Let us count! A party

Alice invites six guests to her birthday party: Bob, Carl, Diane, Eve, Frank and George. When they arrive, they shake hands with each other (strange European custom). This group is strange anyway, because one of them asks: “How many handshakes does this mean?” “I shook 6 hands altogether” says Bob, “and I guess, so did everybody else.” “Since there are seven of us, this should mean 7 · 6 = 42 handshakes” ventures Carl. “This seems too many” says Diane. “The same logic gives 2 handshakes if two persons meet, which is clearly wrong.” “This is exactly the point: every handshake was counted twice. We have to divide 42 by 2, to get the right number: 21.” settles Eve the issue. When they go to the table, Alice suggests: “Let’s change the seating every half an hour, until we get every seating.” “But you stay at the head of the table” says George, “since you have your birthday.” How long is this party going to last? How many different seatings are there (with Alice’s place fixed)? Let us fill the seats one by one, starting with the chair on Alice’s right. We can put here any of the 6 guests. Now look at the second chair. If Bob sits on the first chair, we can put here any of the remaining 5 guests; if Carl sits there, we again have 5 choices, etc. So the number of ways to fill the first two chairs is 5 + 5 + 5 + 5 + 5 + 5 = 6 · 5 = 30. Similarly, no matter how we fill the first two chairs, we have 4 choices for the third chair, which gives 6 · 5 · 4 ways to fill the first three chairs. Going on similarly, we find that the number of ways to seat the guests is 6 · 5 · 4 · 3 · 2 · 1 = 720. If they change seats every half an hour, it takes 360 hours, that is, 15 days to go through all seating orders. Quite a party, at least as the duration goes! 2.1 How many ways can these people be seated at the table, if Alice too can sit anywhere?

^^^^

EXERCISE BRIEF. Please copy the whole birthday party passage word for word. The material after this point is separate from the birthday party passage.

^^^^

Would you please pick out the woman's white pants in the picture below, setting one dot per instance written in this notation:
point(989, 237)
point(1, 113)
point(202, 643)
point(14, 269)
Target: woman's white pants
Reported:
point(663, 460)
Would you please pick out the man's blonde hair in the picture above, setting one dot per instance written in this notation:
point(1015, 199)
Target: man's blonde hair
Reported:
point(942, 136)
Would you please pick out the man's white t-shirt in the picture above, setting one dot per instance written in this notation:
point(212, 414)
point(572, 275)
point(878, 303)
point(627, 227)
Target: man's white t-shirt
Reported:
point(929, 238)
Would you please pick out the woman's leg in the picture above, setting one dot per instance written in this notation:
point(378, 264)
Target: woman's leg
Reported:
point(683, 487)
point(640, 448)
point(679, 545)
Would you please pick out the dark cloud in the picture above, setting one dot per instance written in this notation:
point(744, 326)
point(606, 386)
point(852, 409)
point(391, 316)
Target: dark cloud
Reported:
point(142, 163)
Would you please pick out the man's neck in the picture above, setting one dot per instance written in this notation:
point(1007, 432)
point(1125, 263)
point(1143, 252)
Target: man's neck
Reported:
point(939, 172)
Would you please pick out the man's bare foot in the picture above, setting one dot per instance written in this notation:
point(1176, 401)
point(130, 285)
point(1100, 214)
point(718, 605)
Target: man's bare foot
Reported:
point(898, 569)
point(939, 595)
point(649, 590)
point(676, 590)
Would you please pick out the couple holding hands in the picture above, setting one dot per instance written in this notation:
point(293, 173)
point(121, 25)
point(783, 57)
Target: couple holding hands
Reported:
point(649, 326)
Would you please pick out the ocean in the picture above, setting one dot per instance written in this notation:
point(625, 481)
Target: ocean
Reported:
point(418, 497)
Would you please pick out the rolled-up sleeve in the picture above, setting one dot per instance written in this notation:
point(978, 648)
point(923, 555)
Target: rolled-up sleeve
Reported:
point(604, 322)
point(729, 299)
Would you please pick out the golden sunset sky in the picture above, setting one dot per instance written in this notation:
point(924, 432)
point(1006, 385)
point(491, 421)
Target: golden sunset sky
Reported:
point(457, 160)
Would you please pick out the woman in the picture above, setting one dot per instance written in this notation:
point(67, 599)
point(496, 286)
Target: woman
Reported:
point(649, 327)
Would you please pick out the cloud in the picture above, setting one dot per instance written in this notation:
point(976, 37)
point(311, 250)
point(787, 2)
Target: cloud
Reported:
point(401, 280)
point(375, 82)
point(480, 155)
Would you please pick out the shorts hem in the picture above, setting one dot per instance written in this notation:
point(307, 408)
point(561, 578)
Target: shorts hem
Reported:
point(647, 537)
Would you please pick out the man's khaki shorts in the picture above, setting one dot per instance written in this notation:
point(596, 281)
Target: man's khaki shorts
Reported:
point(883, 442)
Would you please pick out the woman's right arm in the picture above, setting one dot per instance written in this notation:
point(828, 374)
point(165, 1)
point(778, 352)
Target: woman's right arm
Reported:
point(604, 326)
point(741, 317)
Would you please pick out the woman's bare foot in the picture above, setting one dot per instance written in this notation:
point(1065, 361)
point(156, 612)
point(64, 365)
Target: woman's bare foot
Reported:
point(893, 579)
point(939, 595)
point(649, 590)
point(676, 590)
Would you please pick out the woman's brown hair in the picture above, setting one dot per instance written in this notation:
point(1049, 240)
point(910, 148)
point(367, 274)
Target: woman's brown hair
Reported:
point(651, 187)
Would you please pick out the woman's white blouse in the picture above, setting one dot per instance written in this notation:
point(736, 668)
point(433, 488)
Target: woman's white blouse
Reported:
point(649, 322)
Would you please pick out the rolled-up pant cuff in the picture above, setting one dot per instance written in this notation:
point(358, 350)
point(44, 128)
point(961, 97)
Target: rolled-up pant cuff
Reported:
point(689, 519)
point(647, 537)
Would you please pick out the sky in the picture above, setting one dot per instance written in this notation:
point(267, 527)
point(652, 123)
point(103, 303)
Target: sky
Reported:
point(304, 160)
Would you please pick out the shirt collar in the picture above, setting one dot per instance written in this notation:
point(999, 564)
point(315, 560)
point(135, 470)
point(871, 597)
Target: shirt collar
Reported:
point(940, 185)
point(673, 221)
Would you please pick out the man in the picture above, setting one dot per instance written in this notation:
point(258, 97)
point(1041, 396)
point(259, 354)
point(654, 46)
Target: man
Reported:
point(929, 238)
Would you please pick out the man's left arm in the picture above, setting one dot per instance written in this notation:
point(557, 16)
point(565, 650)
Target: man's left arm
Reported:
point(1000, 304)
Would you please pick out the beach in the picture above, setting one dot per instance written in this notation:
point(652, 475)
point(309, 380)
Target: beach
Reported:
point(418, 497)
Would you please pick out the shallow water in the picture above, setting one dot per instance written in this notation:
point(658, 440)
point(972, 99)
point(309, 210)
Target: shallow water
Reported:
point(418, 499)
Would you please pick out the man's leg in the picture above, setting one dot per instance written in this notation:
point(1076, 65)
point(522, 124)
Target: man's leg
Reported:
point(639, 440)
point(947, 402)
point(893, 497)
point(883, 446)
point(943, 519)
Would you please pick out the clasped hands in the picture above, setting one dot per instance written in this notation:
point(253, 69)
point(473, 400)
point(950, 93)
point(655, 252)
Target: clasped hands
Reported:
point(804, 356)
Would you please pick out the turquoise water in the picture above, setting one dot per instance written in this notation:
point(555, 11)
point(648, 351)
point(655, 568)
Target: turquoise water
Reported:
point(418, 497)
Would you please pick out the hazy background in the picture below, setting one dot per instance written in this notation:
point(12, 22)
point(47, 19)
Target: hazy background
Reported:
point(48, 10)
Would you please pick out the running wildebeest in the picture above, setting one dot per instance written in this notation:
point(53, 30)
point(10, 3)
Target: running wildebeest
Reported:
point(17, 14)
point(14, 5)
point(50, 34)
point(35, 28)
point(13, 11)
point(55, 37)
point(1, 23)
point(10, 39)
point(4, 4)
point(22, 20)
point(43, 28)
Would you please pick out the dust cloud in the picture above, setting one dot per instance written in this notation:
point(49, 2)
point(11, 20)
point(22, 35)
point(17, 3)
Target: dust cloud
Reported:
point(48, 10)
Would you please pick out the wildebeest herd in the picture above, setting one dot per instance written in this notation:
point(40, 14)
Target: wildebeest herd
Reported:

^^^^

EXERCISE OUTPUT.
Let us count! A party

Alice invites six guests to her birthday party: Bob, Carl, Diane, Eve, Frank and George. When they arrive, they shake hands with each other (strange European custom). This group is strange anyway, because one of them asks: “How many handshakes does this mean?” “I shook 6 hands altogether” says Bob, “and I guess, so did everybody else.” “Since there are seven of us, this should mean 7 · 6 = 42 handshakes” ventures Carl. “This seems too many” says Diane. “The same logic gives 2 handshakes if two persons meet, which is clearly wrong.” “This is exactly the point: every handshake was counted twice. We have to divide 42 by 2, to get the right number: 21.” settles Eve the issue. When they go to the table, Alice suggests: “Let’s change the seating every half an hour, until we get every seating.” “But you stay at the head of the table” says George, “since you have your birthday.” How long is this party going to last? How many different seatings are there (with Alice’s place fixed)? Let us fill the seats one by one, starting with the chair on Alice’s right. We can put here any of the 6 guests. Now look at the second chair. If Bob sits on the first chair, we can put here any of the remaining 5 guests; if Carl sits there, we again have 5 choices, etc. So the number of ways to fill the first two chairs is 5 + 5 + 5 + 5 + 5 + 5 = 6 · 5 = 30. Similarly, no matter how we fill the first two chairs, we have 4 choices for the third chair, which gives 6 · 5 · 4 ways to fill the first three chairs. Going on similarly, we find that the number of ways to seat the guests is 6 · 5 · 4 · 3 · 2 · 1 = 720. If they change seats every half an hour, it takes 360 hours, that is, 15 days to go through all seating orders. Quite a party, at least as the duration goes! 2.1 How many ways can these people be seated at the table, if Alice too can sit anywhere?